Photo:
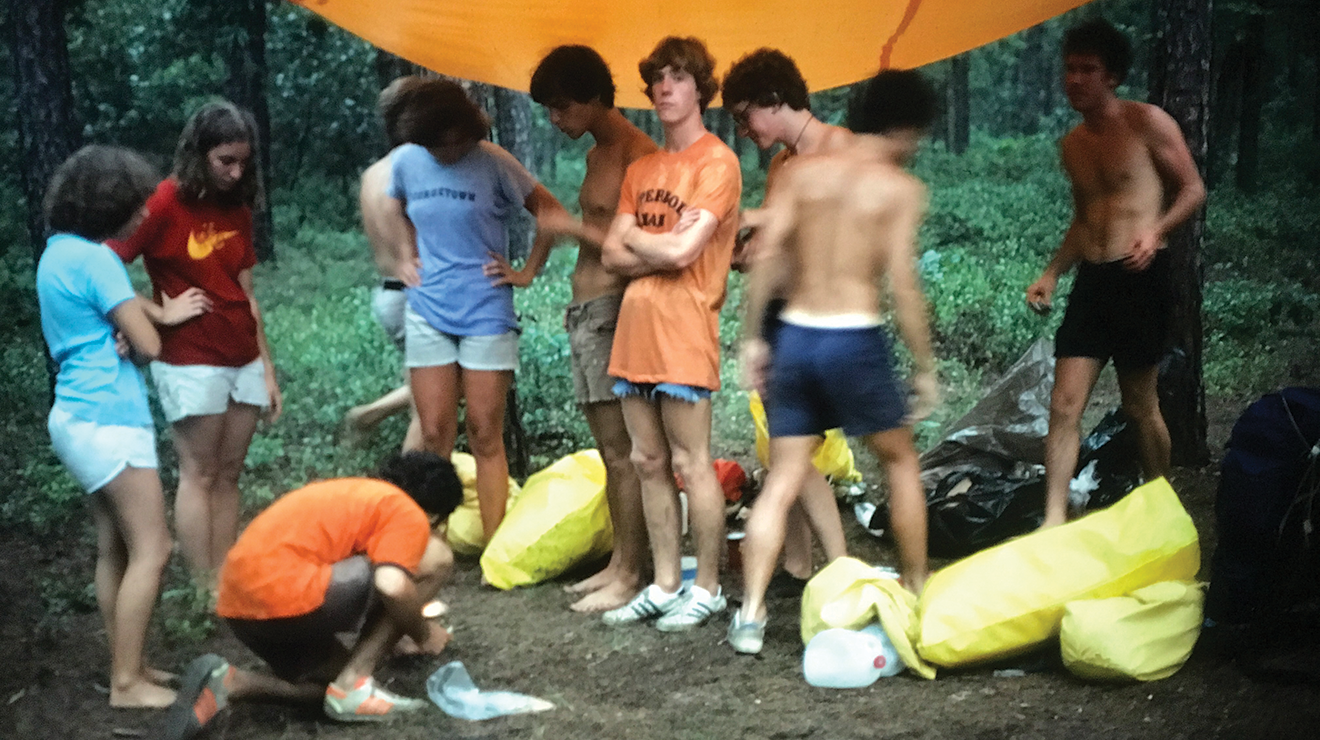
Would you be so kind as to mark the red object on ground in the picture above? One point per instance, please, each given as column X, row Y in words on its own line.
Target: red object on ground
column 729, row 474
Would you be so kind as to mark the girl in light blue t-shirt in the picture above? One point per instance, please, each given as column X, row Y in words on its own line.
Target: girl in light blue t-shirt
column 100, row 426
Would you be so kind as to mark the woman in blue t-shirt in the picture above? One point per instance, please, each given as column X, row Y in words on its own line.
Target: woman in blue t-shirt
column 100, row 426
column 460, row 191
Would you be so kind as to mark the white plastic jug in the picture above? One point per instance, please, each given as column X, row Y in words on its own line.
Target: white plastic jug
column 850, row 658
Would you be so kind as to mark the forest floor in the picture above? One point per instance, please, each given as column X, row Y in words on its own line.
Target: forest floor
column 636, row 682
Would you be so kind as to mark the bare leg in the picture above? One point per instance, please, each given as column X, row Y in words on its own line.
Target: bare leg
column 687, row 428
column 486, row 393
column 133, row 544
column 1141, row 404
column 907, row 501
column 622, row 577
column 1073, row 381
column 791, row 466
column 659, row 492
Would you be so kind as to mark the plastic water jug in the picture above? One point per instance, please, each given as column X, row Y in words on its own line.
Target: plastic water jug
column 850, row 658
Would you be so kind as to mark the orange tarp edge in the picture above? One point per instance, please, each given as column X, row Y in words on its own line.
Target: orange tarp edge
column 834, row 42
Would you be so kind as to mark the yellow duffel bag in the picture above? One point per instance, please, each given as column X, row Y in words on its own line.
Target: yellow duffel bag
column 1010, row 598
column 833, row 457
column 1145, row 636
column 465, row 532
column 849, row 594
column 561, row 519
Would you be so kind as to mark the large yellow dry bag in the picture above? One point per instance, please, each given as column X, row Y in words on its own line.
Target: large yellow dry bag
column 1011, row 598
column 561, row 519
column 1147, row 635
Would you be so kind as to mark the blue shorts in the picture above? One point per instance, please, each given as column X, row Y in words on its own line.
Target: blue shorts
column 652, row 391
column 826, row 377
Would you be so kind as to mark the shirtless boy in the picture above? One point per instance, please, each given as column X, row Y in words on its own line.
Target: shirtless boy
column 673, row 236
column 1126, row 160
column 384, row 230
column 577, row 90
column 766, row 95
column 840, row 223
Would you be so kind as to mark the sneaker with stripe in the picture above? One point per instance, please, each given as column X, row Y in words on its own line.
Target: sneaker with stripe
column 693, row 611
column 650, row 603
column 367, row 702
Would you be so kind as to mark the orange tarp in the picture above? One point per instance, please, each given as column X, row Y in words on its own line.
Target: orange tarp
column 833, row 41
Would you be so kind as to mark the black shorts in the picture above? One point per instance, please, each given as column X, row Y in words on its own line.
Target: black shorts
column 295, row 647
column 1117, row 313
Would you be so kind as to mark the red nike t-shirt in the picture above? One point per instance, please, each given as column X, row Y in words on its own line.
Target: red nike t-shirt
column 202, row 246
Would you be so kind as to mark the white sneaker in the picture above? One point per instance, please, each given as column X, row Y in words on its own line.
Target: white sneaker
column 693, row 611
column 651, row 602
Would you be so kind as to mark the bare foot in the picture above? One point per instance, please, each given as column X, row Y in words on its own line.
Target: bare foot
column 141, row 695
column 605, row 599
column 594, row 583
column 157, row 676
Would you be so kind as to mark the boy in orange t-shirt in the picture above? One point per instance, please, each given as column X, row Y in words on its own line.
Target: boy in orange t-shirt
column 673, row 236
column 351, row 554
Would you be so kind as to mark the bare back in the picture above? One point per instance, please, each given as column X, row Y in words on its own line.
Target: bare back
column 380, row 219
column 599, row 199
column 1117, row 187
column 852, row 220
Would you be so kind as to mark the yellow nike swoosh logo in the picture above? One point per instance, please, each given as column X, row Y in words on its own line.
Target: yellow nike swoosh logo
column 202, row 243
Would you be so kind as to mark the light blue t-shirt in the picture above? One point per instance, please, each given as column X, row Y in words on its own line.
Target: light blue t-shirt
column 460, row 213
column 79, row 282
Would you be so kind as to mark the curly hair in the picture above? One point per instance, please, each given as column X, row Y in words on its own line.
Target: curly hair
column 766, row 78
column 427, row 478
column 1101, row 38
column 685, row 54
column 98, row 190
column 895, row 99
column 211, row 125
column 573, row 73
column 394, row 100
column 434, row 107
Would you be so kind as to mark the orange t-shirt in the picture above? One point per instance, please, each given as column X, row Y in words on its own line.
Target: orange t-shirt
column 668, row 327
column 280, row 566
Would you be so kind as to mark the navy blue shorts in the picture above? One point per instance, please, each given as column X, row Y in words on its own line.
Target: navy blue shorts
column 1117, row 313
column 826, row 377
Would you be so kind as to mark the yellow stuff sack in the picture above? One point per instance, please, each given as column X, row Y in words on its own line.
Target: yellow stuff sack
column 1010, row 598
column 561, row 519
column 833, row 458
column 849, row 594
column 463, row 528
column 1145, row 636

════

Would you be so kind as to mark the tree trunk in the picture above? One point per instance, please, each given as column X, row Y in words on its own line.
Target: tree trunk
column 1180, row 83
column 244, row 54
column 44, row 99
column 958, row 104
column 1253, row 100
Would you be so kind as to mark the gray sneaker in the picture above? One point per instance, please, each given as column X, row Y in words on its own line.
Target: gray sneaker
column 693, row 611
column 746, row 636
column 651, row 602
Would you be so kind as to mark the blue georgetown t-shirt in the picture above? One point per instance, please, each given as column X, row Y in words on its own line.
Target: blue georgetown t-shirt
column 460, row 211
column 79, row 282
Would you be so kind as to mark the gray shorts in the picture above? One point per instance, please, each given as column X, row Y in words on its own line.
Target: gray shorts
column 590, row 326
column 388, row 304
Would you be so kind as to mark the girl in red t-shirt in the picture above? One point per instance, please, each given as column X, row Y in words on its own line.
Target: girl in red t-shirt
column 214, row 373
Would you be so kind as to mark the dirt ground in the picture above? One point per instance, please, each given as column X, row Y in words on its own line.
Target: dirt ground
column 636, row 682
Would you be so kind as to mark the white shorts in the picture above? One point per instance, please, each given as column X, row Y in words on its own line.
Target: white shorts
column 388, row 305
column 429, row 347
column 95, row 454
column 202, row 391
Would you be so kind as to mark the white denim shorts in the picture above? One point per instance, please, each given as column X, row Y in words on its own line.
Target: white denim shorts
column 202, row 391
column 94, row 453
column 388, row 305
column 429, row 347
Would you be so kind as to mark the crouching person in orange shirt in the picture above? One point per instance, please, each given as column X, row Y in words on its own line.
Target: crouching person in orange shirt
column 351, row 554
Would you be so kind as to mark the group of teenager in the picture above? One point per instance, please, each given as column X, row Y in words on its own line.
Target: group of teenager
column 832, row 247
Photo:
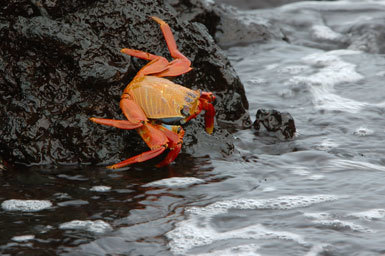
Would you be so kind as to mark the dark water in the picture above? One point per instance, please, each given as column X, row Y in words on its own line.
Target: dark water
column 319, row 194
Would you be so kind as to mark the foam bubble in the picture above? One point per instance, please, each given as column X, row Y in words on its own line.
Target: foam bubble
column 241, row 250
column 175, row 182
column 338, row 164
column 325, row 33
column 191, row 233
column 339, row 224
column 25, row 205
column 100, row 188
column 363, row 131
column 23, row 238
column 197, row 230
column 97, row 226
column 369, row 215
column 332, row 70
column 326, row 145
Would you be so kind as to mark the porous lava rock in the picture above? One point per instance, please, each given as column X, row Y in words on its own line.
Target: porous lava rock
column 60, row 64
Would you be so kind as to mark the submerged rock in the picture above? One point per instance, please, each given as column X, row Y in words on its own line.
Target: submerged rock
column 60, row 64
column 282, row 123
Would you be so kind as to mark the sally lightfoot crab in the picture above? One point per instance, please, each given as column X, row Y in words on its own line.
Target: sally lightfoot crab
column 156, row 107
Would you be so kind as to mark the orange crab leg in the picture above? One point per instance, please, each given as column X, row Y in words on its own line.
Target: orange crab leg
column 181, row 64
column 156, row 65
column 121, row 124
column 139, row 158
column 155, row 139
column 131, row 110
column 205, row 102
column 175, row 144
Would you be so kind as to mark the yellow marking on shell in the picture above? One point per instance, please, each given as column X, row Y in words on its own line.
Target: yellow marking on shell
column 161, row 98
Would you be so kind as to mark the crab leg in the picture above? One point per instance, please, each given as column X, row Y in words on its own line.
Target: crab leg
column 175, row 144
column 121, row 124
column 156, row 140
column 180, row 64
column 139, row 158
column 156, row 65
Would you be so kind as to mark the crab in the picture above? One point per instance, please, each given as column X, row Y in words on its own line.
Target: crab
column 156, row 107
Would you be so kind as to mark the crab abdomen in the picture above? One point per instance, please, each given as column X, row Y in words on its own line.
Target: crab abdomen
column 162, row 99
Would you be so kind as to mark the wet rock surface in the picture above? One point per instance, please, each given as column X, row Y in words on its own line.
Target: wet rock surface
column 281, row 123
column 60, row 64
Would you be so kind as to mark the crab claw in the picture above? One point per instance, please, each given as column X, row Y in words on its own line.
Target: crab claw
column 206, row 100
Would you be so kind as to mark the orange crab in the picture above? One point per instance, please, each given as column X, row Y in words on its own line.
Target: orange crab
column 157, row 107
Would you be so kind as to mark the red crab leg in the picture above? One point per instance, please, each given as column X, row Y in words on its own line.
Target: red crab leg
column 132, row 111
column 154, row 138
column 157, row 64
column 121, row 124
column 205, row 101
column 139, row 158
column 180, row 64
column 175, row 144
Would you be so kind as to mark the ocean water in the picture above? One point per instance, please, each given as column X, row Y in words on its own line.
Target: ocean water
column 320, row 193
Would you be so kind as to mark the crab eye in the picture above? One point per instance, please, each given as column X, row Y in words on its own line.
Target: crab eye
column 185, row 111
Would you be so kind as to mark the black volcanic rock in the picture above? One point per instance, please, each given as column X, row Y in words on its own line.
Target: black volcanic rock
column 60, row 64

════

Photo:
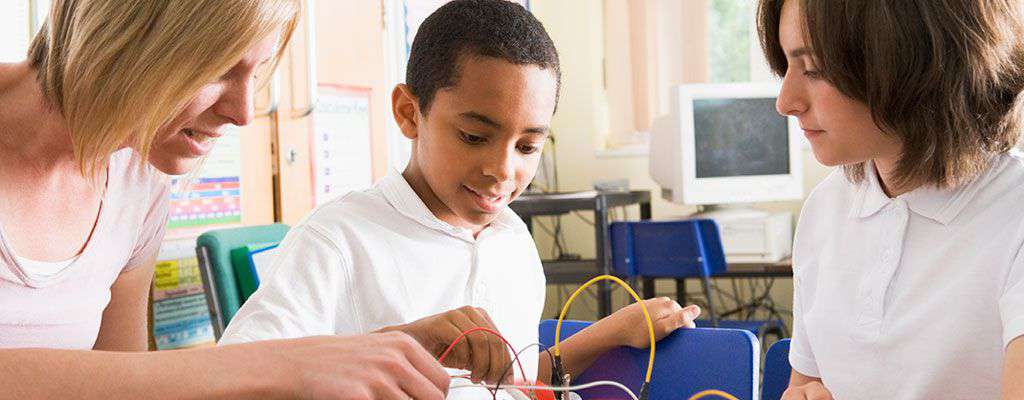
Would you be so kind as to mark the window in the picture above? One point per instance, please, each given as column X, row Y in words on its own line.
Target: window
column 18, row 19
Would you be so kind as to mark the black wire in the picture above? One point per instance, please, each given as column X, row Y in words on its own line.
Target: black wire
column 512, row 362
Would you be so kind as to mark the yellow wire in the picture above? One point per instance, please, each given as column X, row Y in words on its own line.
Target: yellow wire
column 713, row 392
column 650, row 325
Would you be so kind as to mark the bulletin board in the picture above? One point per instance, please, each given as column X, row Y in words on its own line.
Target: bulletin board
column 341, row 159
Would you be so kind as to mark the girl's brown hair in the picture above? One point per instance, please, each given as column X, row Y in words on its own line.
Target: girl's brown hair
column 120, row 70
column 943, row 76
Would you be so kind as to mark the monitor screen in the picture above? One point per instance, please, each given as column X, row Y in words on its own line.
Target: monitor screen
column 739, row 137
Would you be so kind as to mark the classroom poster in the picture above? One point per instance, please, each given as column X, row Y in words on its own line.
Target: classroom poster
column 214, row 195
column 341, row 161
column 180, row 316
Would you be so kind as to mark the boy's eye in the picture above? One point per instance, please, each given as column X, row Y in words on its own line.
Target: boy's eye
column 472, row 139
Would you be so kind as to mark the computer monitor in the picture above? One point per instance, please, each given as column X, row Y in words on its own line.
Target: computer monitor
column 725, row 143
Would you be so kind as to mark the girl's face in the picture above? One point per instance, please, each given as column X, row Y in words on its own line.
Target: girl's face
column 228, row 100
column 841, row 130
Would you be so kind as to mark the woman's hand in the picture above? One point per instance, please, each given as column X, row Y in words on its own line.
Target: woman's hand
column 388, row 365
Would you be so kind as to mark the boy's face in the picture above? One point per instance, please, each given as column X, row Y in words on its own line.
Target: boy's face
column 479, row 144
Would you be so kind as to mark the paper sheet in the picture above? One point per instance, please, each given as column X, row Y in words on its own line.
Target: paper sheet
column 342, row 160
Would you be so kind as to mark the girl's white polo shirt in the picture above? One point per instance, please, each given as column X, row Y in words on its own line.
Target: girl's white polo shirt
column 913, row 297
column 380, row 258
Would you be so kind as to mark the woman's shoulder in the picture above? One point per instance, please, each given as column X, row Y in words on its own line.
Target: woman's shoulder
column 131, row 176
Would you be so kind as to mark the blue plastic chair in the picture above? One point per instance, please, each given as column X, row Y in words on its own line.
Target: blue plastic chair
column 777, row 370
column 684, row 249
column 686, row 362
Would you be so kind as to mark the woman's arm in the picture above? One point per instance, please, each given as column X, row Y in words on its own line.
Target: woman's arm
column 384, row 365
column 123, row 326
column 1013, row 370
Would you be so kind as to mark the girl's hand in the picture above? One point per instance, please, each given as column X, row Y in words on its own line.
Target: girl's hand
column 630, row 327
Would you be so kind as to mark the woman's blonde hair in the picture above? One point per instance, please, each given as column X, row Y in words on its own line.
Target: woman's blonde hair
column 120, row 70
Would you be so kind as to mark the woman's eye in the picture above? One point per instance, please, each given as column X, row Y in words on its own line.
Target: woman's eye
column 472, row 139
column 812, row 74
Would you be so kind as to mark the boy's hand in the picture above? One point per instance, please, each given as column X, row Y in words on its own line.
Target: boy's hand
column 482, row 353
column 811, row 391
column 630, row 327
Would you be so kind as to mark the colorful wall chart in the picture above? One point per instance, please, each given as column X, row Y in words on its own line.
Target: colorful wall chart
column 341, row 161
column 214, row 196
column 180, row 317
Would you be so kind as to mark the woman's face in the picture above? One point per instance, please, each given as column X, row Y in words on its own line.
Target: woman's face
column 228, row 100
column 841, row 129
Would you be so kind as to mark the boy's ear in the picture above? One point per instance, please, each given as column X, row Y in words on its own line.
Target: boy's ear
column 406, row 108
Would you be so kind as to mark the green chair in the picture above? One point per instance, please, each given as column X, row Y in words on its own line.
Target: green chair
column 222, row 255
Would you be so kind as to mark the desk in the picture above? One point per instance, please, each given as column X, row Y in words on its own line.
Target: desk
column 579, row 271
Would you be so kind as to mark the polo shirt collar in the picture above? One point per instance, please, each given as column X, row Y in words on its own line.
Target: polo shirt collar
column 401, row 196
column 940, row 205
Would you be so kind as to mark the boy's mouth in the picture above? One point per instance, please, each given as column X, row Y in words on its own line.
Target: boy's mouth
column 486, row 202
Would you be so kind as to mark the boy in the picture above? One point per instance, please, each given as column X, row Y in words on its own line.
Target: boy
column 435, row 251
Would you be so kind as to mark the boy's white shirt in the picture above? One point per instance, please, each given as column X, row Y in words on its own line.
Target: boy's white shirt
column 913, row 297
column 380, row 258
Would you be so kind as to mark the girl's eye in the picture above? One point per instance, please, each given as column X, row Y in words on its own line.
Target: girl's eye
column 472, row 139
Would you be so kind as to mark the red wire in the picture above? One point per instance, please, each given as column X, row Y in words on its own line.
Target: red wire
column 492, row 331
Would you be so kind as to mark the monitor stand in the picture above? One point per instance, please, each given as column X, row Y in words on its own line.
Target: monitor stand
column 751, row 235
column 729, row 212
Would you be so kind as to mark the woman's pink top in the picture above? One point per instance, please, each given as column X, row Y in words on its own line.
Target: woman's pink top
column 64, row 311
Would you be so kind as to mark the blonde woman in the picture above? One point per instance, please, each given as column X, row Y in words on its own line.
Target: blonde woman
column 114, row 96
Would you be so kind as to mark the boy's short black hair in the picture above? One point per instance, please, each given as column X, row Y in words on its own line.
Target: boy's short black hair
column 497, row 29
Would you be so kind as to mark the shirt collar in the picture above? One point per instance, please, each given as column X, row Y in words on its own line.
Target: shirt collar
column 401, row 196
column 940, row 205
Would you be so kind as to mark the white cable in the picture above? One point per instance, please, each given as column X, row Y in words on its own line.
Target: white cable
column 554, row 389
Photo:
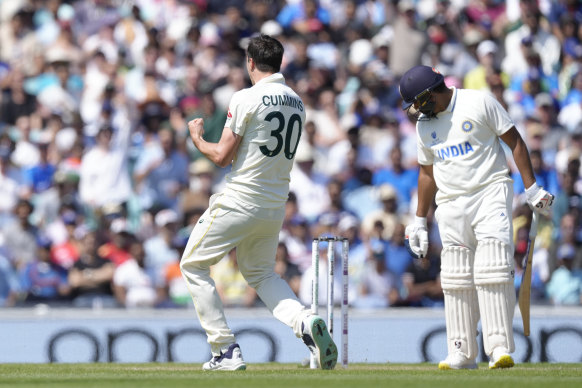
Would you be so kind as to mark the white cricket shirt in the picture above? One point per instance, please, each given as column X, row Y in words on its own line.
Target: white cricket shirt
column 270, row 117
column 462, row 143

════

▸ EXERCISE INSTRUCTIONS:
Reproduce the lines of the entries above from the one with "Target: gray shorts" to the one with "Would you be so kind as to mark the white denim", both included, exactly and without any other line.

▸ RESULT FOR THIS TASK:
Target: gray shorts
column 590, row 326
column 388, row 304
Would you be so kind as to mark the girl in red t-shirt in the picture above? One point per instance, please, each given as column X, row Y in words on its own line.
Target: girl in red t-shirt
column 214, row 373
Would you be so kind as to mark the dirt ground in the picture above? One point per instance, please, each given as column X, row Y in words on its own line.
Target: dirt ground
column 636, row 682
Would you be so kind as to mark the white shorts in the picture above? One point per instance, please, each given as column X, row Y in words on its own line.
Target: white shorts
column 388, row 305
column 429, row 347
column 95, row 454
column 202, row 391
Would you be so kind as to mark the white denim shorts in the picture above? One point per instance, please, each given as column X, row Y in words on its own line.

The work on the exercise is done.